◆ WORK ORDER
In the records that follow, find each line with "every" and pull it out.

GIVEN DATA START

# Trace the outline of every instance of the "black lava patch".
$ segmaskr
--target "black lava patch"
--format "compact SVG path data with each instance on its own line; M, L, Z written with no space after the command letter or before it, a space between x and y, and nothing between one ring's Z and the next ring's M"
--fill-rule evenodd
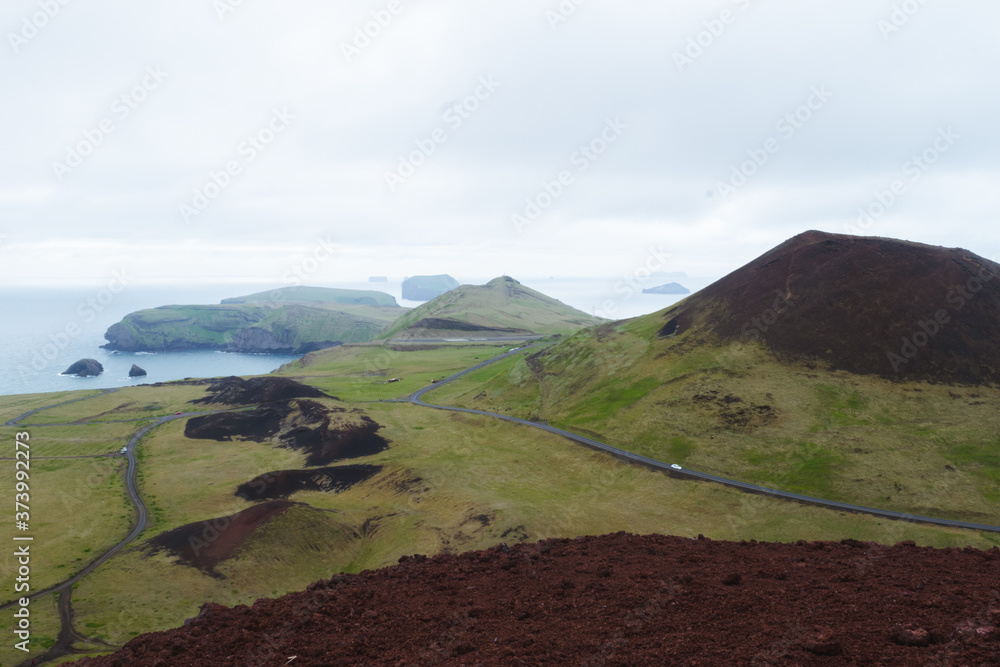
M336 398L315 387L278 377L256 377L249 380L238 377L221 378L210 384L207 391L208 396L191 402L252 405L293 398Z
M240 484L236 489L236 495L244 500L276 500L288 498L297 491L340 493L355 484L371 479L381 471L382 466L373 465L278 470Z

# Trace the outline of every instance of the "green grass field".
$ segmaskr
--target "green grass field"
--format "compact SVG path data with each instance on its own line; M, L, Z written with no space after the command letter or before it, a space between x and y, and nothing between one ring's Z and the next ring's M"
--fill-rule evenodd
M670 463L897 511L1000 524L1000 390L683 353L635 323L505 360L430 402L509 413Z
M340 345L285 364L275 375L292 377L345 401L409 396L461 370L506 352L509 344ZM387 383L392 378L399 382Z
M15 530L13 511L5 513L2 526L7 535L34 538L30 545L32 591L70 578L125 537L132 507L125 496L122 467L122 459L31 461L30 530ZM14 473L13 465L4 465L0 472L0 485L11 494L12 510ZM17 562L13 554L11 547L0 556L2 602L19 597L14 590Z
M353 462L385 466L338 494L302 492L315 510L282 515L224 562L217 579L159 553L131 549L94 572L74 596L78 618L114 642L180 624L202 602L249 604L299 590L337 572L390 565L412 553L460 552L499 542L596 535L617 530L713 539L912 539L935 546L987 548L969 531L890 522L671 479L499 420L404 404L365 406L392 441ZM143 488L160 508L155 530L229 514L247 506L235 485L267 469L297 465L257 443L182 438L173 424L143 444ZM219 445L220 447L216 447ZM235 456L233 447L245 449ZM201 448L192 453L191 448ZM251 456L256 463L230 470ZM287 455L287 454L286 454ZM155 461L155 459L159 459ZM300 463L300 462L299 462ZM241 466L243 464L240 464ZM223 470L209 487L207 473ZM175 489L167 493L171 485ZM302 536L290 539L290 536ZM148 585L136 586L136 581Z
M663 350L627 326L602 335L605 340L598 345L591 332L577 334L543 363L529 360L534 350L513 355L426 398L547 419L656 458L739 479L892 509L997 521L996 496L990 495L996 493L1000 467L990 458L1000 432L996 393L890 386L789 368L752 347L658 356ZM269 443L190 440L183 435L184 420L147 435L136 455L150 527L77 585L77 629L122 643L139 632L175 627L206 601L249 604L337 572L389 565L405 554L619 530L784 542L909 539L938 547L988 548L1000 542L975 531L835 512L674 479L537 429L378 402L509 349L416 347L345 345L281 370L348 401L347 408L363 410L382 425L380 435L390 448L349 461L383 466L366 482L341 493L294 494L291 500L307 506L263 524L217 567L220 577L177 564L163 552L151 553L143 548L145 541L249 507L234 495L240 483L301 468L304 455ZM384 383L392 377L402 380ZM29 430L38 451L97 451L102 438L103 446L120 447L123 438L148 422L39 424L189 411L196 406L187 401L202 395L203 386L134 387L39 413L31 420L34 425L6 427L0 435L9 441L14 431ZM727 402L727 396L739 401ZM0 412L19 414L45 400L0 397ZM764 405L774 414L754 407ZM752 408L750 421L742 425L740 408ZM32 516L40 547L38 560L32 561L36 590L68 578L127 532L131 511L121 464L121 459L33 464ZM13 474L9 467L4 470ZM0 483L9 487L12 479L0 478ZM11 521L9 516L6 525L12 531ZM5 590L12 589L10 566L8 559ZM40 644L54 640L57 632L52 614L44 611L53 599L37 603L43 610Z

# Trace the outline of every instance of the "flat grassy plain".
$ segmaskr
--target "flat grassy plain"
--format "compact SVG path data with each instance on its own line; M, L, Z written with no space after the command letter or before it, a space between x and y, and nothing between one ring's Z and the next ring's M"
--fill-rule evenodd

GIVEN DATA END

◆ ANSWER TO THIS EXERCISE
# Trace the outline of every instance of the "black lava patch".
# Trace the outline of every instance of the "green grass field".
# Trace the outline of every instance of the "flat grassy plain".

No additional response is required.